YOUR GOAL ▸ Quote the line containing "One keypoint belongs to every instance. Tag the white" and all lines that follow it in the listing below, exactly as written.

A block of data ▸
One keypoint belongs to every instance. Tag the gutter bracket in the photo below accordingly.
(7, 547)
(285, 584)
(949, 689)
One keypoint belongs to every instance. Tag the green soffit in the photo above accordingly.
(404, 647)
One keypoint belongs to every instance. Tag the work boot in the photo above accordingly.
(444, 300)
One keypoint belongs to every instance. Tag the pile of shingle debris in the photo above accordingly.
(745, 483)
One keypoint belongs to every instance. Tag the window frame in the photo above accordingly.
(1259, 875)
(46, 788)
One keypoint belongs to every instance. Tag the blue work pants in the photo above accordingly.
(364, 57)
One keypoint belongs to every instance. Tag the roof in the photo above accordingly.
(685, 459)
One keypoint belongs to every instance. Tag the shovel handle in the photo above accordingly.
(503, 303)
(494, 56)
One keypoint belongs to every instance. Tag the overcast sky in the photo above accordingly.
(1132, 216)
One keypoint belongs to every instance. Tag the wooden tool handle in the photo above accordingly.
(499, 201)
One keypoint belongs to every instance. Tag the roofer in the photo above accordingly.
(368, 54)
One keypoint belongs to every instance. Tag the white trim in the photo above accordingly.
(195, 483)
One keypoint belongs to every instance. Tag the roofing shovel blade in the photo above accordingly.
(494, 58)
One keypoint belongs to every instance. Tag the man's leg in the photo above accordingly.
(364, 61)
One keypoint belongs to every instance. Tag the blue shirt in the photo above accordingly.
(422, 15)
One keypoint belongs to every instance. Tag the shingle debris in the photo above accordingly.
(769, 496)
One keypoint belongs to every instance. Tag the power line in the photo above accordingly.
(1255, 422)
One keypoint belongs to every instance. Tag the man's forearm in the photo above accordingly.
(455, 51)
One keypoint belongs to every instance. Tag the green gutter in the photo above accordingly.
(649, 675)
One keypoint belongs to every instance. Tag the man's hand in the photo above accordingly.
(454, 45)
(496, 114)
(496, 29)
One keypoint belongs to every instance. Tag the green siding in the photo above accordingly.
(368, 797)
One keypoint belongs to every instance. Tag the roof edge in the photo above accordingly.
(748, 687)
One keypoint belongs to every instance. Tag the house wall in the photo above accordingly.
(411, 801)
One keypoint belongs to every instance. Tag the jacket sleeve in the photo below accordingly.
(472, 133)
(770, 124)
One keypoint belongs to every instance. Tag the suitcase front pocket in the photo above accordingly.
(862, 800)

FINISHED TASK ▸
One keypoint belongs to every instance. Tag the white trim in the photo above accordingly.
(195, 483)
One keypoint belongs to every instance. Tag the roofing shovel blade in the photo above accordingly.
(494, 58)
One keypoint belongs to every instance. Tag the man's leg in the photo above accordingly.
(364, 61)
One keypoint belongs to every instance. Tag the blue shirt in the photo above accordingly.
(422, 15)
One keypoint belongs to every instance. Tag the shingle debris in the photo above accordingly.
(769, 496)
One keypoint belongs to every instance. Tag the power line in the photo above accordingly.
(1255, 422)
One keypoint belongs to every instance. Tag the man's forearm in the photo above accordingly.
(455, 51)
One keypoint belongs to every instance. Tag the green gutter in the photo above accordingly.
(649, 675)
One keypoint belongs to every instance. Tag the man's hand in the photo above accordingly.
(454, 45)
(496, 114)
(496, 29)
One keypoint belongs to every instance. Tag the green siding in the photo above accordingly.
(368, 797)
One keypoint belongs to every instance. Tag the roof edge in the photo above accordingly.
(748, 687)
One keypoint belongs to every instance. Tag the house wall in the photo above accordingly.
(411, 801)
One keypoint belongs to every instance. Tag the jacket sleeve in the photo below accordingly.
(472, 133)
(770, 124)
One keypoint belongs to every instance. Tag the suitcase front pocket in the photo above accordingly.
(862, 800)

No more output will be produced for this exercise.